## Work to complete
Write every line of the entries below as a JSON list of strings, one string per line, with blank lines skipped and the pictures left out.

— Start Listed entries —

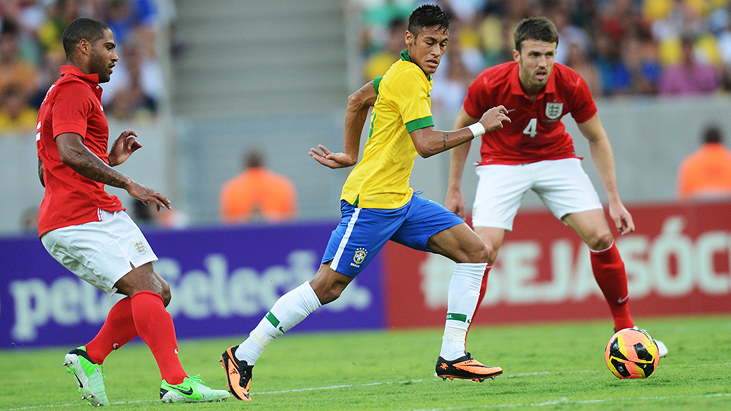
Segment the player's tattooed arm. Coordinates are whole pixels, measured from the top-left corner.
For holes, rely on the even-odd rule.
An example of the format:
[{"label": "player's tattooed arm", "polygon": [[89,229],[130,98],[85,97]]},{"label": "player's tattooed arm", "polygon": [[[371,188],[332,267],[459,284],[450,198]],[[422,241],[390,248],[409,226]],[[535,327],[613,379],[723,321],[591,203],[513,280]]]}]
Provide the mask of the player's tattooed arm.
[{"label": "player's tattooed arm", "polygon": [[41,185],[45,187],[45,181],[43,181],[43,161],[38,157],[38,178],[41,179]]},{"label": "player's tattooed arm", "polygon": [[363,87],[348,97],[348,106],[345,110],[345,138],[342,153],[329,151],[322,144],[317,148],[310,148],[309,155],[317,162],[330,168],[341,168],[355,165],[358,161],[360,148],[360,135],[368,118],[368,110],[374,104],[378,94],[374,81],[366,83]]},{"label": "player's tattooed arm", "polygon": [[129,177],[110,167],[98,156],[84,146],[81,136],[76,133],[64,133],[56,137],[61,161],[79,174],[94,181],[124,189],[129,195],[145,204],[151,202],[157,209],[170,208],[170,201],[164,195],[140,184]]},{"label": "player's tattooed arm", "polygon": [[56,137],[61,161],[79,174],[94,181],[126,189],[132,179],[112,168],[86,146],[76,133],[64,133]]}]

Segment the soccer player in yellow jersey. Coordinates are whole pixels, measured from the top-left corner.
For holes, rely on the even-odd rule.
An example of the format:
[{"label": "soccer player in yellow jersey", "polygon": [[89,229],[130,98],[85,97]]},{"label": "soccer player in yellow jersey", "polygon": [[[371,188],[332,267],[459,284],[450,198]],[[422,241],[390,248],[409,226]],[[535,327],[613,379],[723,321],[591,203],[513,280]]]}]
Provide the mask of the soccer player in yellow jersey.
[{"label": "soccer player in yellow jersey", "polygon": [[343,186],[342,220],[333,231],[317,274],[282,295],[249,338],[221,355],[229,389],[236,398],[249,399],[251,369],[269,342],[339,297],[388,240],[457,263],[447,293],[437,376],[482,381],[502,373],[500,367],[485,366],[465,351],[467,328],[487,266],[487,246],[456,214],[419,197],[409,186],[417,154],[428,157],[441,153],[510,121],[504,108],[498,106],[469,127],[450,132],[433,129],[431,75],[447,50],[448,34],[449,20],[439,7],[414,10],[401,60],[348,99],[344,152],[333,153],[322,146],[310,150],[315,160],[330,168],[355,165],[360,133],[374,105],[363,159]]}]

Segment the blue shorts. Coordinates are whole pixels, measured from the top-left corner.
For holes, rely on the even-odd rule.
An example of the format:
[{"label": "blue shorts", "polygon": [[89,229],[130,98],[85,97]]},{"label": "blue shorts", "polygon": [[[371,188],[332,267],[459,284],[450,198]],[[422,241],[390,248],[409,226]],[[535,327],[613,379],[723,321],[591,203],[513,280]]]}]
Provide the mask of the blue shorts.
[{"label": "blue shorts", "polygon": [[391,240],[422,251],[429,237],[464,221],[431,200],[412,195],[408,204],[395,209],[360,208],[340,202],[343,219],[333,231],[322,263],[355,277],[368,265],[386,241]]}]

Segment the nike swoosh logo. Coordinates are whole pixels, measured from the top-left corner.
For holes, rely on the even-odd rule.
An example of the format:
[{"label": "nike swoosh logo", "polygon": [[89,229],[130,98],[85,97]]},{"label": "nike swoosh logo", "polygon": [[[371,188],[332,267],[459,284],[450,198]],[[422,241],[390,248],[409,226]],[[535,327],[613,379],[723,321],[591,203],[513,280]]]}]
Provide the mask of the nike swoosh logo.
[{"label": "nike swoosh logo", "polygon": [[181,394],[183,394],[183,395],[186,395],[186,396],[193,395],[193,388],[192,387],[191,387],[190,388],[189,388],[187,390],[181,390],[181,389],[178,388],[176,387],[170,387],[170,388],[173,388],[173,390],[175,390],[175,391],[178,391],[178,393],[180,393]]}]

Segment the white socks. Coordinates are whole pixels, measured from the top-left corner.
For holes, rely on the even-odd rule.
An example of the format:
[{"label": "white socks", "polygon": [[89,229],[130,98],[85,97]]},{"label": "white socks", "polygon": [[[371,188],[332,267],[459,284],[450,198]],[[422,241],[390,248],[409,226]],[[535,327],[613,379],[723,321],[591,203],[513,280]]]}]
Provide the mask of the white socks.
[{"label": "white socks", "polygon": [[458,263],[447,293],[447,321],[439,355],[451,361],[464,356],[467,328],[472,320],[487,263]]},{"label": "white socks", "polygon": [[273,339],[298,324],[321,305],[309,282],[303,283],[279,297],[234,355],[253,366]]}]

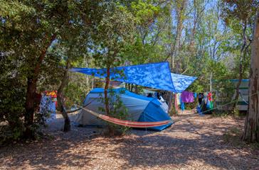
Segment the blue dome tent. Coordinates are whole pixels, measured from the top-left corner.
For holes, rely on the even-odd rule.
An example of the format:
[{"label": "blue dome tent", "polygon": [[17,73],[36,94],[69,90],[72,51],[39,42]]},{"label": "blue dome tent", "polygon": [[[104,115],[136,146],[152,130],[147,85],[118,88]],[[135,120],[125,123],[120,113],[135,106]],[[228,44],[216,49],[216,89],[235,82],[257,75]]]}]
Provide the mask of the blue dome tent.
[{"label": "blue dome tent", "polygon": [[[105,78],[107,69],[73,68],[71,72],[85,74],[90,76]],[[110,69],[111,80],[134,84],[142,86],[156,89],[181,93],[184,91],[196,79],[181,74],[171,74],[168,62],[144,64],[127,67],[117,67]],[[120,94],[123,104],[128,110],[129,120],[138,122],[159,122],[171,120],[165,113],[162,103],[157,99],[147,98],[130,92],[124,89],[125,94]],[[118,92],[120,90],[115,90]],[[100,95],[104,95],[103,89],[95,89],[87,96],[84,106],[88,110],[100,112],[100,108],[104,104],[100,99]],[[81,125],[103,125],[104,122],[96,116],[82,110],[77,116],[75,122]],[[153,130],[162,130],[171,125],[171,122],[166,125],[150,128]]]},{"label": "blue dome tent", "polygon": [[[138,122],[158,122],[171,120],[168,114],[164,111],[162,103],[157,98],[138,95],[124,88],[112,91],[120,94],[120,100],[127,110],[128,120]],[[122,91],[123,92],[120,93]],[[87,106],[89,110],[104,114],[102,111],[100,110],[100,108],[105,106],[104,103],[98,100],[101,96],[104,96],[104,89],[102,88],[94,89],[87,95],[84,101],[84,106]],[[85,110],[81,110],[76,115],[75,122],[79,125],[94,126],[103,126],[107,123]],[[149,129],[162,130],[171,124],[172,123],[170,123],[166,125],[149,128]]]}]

— End Listed entries —

## Solved exercise
[
  "Segment the player's tattooed arm. Coordinates are whole pixels, measured from the top-left corner.",
  "For holes, rely on the even-odd rule.",
  "An example of the format:",
  "[{\"label\": \"player's tattooed arm\", \"polygon\": [[89,229],[130,98],[85,97]]},{\"label\": \"player's tattooed arm\", \"polygon\": [[[371,188],[332,267],[459,284],[450,198]],[[422,241],[390,248],[409,226]],[[535,327],[613,379],[723,321],[591,203],[513,280]]]}]",
  "Provide the mask of the player's tattooed arm.",
  "[{\"label\": \"player's tattooed arm\", \"polygon\": [[41,185],[45,187],[45,181],[43,181],[43,161],[38,157],[38,178],[41,179]]},{\"label\": \"player's tattooed arm\", \"polygon\": [[363,87],[348,97],[348,106],[345,110],[345,138],[342,153],[329,151],[322,144],[317,148],[310,148],[309,155],[317,162],[330,168],[341,168],[355,165],[358,161],[360,148],[360,135],[368,118],[368,110],[374,104],[378,94],[374,81],[366,83]]},{\"label\": \"player's tattooed arm\", \"polygon\": [[129,177],[110,167],[98,156],[84,146],[81,136],[76,133],[64,133],[56,137],[61,161],[79,174],[94,181],[124,189],[129,195],[145,204],[151,202],[157,209],[170,208],[170,201],[164,195],[140,184]]},{\"label\": \"player's tattooed arm\", \"polygon\": [[56,137],[61,161],[79,174],[94,181],[126,189],[132,179],[112,168],[86,146],[76,133],[64,133]]}]",
  "Segment the soccer player in yellow jersey. Coordinates are whole pixels, measured from the top-left corner.",
  "For holes, rely on the even-odd rule.",
  "An example of the format:",
  "[{\"label\": \"soccer player in yellow jersey\", \"polygon\": [[89,229],[130,98],[85,97]]},{\"label\": \"soccer player in yellow jersey\", \"polygon\": [[[371,188],[332,267],[459,284],[450,198]],[[422,241],[390,248],[409,226]],[[535,327],[613,379],[723,321],[591,203],[513,280]]]}]",
  "Provide the mask of the soccer player in yellow jersey.",
  "[{\"label\": \"soccer player in yellow jersey\", \"polygon\": [[343,186],[342,220],[333,231],[317,274],[282,295],[249,338],[221,355],[229,389],[236,398],[249,399],[251,369],[269,342],[339,297],[388,240],[457,263],[447,293],[437,376],[482,381],[502,373],[500,367],[485,366],[465,351],[467,328],[487,266],[487,246],[456,214],[419,197],[409,186],[417,154],[428,157],[441,153],[510,121],[504,108],[498,106],[469,127],[450,132],[433,129],[431,75],[447,50],[448,34],[449,20],[439,7],[414,10],[401,60],[348,99],[344,152],[333,153],[322,146],[310,150],[315,160],[330,168],[355,165],[360,133],[374,105],[363,159]]}]",
  "Segment the blue shorts. Coordinates are whole pixels, measured from the top-left corner.",
  "For holes, rely on the even-odd rule.",
  "An example of the format:",
  "[{\"label\": \"blue shorts\", \"polygon\": [[89,229],[130,98],[85,97]]},{\"label\": \"blue shorts\", \"polygon\": [[[371,188],[332,267],[459,284],[450,198]],[[422,241],[390,248],[409,226]],[[535,327],[613,379],[723,321],[591,203],[513,280]]]}]",
  "Provide the mask of the blue shorts.",
  "[{\"label\": \"blue shorts\", \"polygon\": [[391,240],[422,251],[429,237],[464,221],[431,200],[412,195],[408,204],[395,209],[360,208],[340,202],[343,219],[333,231],[322,263],[355,277],[368,265],[386,241]]}]",
  "Segment the nike swoosh logo. Coordinates are whole pixels, measured from the top-left corner.",
  "For holes, rely on the even-odd rule.",
  "An example of the format:",
  "[{\"label\": \"nike swoosh logo\", \"polygon\": [[89,229],[130,98],[85,97]]},{\"label\": \"nike swoosh logo\", \"polygon\": [[[371,188],[332,267],[459,284],[450,198]],[[422,241],[390,248],[409,226]],[[535,327],[613,379],[723,321],[591,203],[513,280]]]}]",
  "Provide the mask of the nike swoosh logo.",
  "[{\"label\": \"nike swoosh logo\", \"polygon\": [[181,394],[183,394],[183,395],[186,395],[186,396],[193,395],[193,388],[192,387],[191,387],[190,388],[189,388],[187,390],[181,390],[181,389],[178,388],[176,387],[170,387],[170,388],[173,388],[173,390],[175,390],[175,391],[178,391],[178,393],[180,393]]}]",
  "Segment the white socks. Coordinates are whole pixels, measured from the top-left corner.",
  "For holes, rely on the even-odd rule.",
  "An example of the format:",
  "[{\"label\": \"white socks\", \"polygon\": [[89,229],[130,98],[85,97]]},{\"label\": \"white socks\", \"polygon\": [[[371,188],[332,267],[459,284],[450,198]],[[422,241],[390,248],[409,226]],[[535,327],[613,379],[723,321],[591,203],[513,280]]]}]",
  "Provide the mask of the white socks.",
  "[{\"label\": \"white socks\", \"polygon\": [[458,263],[447,293],[447,321],[439,355],[451,361],[464,356],[467,328],[472,320],[487,263]]},{\"label\": \"white socks\", \"polygon\": [[273,339],[298,324],[321,305],[309,282],[303,283],[279,297],[234,355],[253,366]]}]",
  "Segment the blue dome tent. Coordinates are whole pixels, measured from the top-left corner.",
  "For holes, rely on the even-odd rule.",
  "An example of the format:",
  "[{\"label\": \"blue dome tent\", \"polygon\": [[17,73],[36,94],[69,90],[72,51],[39,42]]},{\"label\": \"blue dome tent\", \"polygon\": [[[104,115],[136,146],[152,130],[147,85],[118,88]],[[135,120],[125,123],[120,113],[135,106]],[[228,44],[216,49],[216,89],[235,82],[257,75]]]}]",
  "Provide the mask of the blue dome tent.",
  "[{\"label\": \"blue dome tent\", \"polygon\": [[[105,78],[107,69],[73,68],[71,72],[85,74],[90,76]],[[110,69],[111,80],[134,84],[142,86],[156,89],[181,93],[184,91],[196,79],[181,74],[171,74],[168,62],[144,64],[127,67],[117,67]],[[120,94],[123,104],[128,110],[129,120],[138,122],[159,122],[171,120],[165,113],[162,103],[157,99],[147,98],[130,92],[124,89],[125,94]],[[118,92],[120,90],[115,90]],[[100,95],[104,95],[103,89],[95,89],[87,96],[84,106],[88,110],[100,112],[100,108],[104,104],[100,99]],[[81,125],[103,125],[104,122],[96,116],[82,110],[77,116],[75,122]],[[153,130],[162,130],[171,125],[171,122],[166,125],[150,128]]]},{\"label\": \"blue dome tent\", \"polygon\": [[[138,122],[158,122],[171,120],[168,114],[164,111],[162,103],[157,98],[138,95],[124,88],[112,91],[120,94],[120,100],[127,110],[128,120]],[[122,91],[123,92],[120,93]],[[87,106],[89,110],[104,114],[102,111],[100,110],[100,108],[105,106],[104,103],[98,100],[101,96],[104,96],[104,89],[102,88],[94,89],[87,95],[84,101],[84,106]],[[85,110],[81,110],[76,115],[75,122],[79,125],[94,126],[103,126],[107,123]],[[149,129],[162,130],[171,124],[172,123],[170,123],[166,125],[149,128]]]}]"
]